(Region pointing data)
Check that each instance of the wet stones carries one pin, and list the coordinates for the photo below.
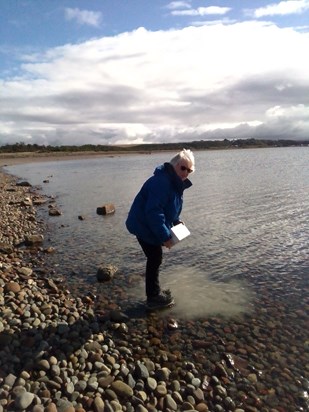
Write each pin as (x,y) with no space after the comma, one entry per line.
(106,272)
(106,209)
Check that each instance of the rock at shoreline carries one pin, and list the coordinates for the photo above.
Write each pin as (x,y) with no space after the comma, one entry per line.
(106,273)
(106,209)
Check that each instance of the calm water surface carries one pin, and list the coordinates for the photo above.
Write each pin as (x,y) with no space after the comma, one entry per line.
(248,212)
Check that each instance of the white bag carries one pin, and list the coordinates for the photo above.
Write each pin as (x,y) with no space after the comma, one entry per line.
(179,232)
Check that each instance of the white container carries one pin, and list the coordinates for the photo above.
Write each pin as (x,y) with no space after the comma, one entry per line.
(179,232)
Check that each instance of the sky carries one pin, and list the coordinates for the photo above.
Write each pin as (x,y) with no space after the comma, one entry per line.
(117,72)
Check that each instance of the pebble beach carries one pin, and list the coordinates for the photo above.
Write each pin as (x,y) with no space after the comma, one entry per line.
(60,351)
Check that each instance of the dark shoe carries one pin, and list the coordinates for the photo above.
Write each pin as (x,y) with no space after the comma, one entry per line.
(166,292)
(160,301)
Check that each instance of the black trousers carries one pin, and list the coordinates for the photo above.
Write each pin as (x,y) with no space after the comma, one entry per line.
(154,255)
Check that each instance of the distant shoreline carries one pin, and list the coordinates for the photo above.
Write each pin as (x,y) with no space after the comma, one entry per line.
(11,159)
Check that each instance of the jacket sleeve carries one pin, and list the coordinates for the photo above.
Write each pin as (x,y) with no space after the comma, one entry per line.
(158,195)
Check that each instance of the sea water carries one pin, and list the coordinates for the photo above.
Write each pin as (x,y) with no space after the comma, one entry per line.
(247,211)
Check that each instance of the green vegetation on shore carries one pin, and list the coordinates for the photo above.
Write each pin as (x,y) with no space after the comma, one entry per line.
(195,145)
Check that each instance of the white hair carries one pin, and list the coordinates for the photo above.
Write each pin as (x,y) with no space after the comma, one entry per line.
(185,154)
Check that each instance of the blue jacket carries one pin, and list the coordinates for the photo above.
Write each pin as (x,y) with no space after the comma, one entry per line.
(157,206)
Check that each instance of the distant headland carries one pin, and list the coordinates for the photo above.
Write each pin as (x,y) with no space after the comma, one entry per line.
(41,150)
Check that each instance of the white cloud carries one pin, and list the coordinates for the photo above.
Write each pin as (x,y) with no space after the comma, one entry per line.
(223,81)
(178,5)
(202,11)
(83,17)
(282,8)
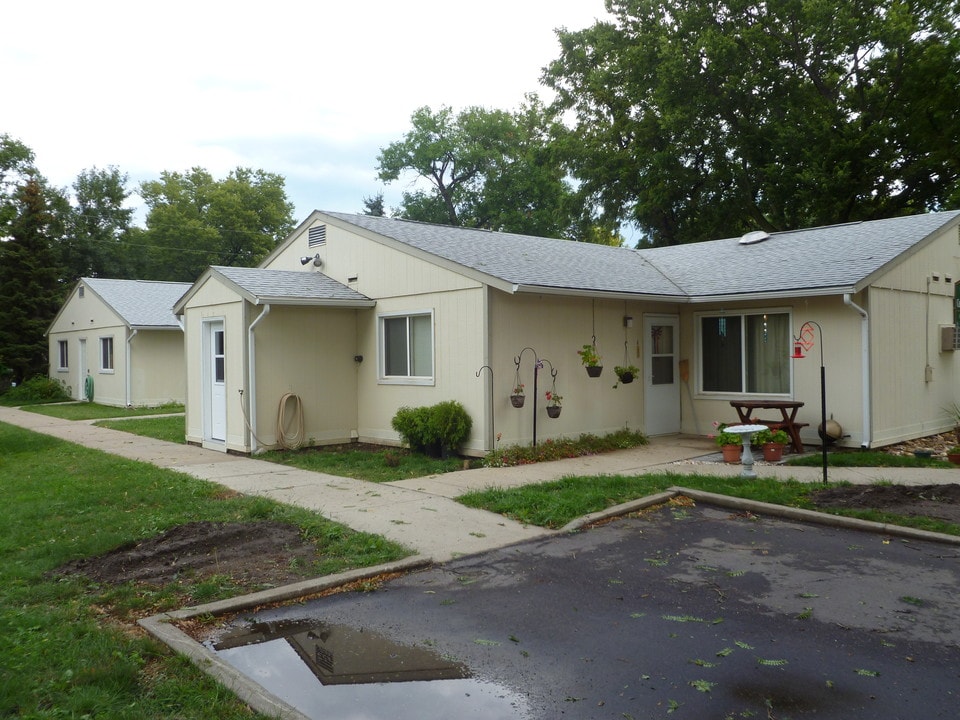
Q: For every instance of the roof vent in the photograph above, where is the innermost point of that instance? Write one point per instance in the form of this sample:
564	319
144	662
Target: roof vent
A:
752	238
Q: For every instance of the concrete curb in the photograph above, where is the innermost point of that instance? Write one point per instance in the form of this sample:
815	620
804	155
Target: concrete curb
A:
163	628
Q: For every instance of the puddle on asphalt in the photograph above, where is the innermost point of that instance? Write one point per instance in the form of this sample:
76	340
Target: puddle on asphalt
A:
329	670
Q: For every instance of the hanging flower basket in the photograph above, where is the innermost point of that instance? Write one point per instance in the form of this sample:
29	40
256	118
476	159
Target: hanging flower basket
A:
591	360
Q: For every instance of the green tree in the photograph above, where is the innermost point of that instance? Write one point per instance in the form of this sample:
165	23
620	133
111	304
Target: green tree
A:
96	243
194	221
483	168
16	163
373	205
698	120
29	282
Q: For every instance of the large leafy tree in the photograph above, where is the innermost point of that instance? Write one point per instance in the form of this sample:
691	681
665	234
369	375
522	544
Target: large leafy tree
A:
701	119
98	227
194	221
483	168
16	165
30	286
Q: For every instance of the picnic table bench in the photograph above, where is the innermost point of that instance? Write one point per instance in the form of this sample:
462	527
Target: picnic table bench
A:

*What this task involves:* Keep the pictures out and repeat exactly the lines from the beginning of the data through the line that contains "Check that each instance of the rock", both ends included.

*Exercise result:*
Check that each instance of the wet stones carries one pin, and list the coordinates for the photo below.
Write each pin as (x,y) with no space after the comma, one entry per line.
(106,272)
(106,209)
Check that each instance of the rock at shoreline carries one pin, and list the coordinates for the photo above.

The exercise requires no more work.